小练习 1 - 在讲用ray搭建并行框架的阅读文段里,主进程最后调用 ray.wait 等待的是哪个任务?
小练习 2 - 请把讲用ray搭建并行框架的阅读文段从最后一句往下续写。

阅读文段 -
_____

这一章,我们将上节分好的各部分代码放入并行框架中。
我们的并行框架结构图(内容仅涉及到白色线条部分):
下面是用ray实现的框架。
@ray.remote
class ReplayBuffer:
...
# replay buffer
@ray.remote
class ParameterServer(object):
...
# keep the newest network weights here
# could pull and push the weights
# also could save the weights to local
@ray.remote
def worker_rollout(ps, replay_buffer, opt, worker_index):
...
# bulid a rollout network
# pull weights from ps
# for loop:
#interactive with environment
#store experience to replay buffer
#if end of episode:
# pull weights from ps
@ray.remote(num_gpus=1, max_calls=1)
def worker_train(ps, replay_buffer, opt, learner_index):
...
# build a learner network
# pull weights from ps
# for loop:
#get sample batch from replaybuffer
#update network and push new weights to ps
@ray.remote
def worker_test(ps, replay_buffer, opt, worker_index=0):
...
# bulid a test network usually same as rollout
# while:
#pull weights from ps
#do test
#might save model here
if __name__ == '__main__':
ray.init(object_store_memory=1000000000, redis_max_memory=1000000000)
# create the parameter server
ps = ParameterServer.remote([], [], is_restore=True)
# create replay buffer
replay_buffer = ReplayBuffer.remote(obs_dim=opt.obs_dim, act_dim=opt.act_dim, size=opt.replay_size)
# Start some rollout tasks
task_rollout = [worker_rollout.remote(ps, replay_buffer, opt, i) for i in range(FLAGS.num_workers)]
time.sleep(5)
# start training tasks
task_train = [worker_train.remote(ps, replay_buffer, opt, i) for i in range(FLAGS.num_learners)]
# start testing
task_test = worker_test.remote(ps, replay_buffer, opt)
# wait util task test end
# Keep the main process running. Otherwise everything will shut down when main process finished.
ray.wait([task_test, ])
model
我们先看算法的核心部分:model,包含了TensorFlow建图,计算loss,训练和测试。

_____

数据部分 -

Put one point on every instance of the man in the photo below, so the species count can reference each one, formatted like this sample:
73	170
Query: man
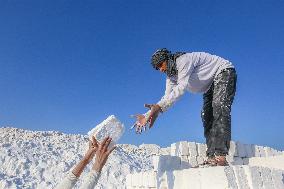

_____

输出 1 - 等待的是测试任务 task_test。

输出 2 -
新建一个的文件,将之前model部分,训练部分和测试部分的代码都放入Model类中去。之后我们建立一个实例后,就可以调用方法生成动作,训练更新参数,测试评估参数。
class Model(object):
def __init__(self, args):
# model part code
def get_action(self, o, deterministic=False):
# get_action method
def train(self, replay_buffer, args):
# train part code
def test_agent(self, test_env, args, n=10):
# test method copy
将代码放入对应位置。
import numpy as np
import tensorflow as tf
import gym
import time
from spinup.algos.sac import core
from spinup.algos.sac.core import get_vars
from spinup.utils.logx import EpochLogger
from core import mlp_actor_critic as actor_critic
import ray.experimental.tf_utils
class Model(object):
def __init__(self, args):
# Inputs to computation graph
def get_action(self, o, deterministic=False):
act_op = mu if deterministic else pi
return sess.run(act_op, feed_dict={self.x_ph: o.reshape(1, -1)})[0]
def train(self, replay_buffer, args):
for j in range(args.ep_len):
batch = replay_buffer.sample_batch(args.batch_size)
feed_dict = {self.x_ph: batch['obs1'],
self.x2_ph: batch['obs2'],
self.a_ph: batch['acts'],
self.r_ph: batch['rews'],
self.d_ph: batch['done'],
}
outs = sess.run(self.step_ops, feed_dict)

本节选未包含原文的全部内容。